§ **SUPPLIED RECORDS**
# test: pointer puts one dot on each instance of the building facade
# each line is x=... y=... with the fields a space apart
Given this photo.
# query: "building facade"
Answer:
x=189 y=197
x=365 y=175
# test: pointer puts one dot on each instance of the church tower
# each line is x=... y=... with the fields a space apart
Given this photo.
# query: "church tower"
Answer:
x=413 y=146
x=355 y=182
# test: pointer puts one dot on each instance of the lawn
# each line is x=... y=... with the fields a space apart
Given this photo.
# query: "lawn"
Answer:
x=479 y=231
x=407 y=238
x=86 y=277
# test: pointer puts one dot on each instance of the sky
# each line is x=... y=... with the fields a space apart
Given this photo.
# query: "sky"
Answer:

§ **WHAT TO PRODUCE**
Change every "church tower" in the lines above to "bell tower" and write the lines out again, leaving everything else untouched.

§ **FINISHED EXERCISE**
# test: pointer puts one dot on each instance of the building facade
# each line is x=... y=... with the fields a space apart
Given this photo.
# query: "building facade"
Answer:
x=189 y=197
x=365 y=175
# test: pointer puts one dot on each instance of the bell tower
# each line is x=... y=... with the fields a space apart
Given this photo.
# query: "bell tower"
Answer:
x=413 y=146
x=355 y=182
# test: pointer puts one dot on each instance of the lawn
# each line is x=... y=... with the fields a space apart
Given this photo.
# query: "lawn"
Answer:
x=479 y=231
x=407 y=238
x=86 y=277
# test: pointer puts one dot on each instance of the sky
# each line is x=... y=... with the fields a space apart
Given this photo.
# query: "sky"
Answer:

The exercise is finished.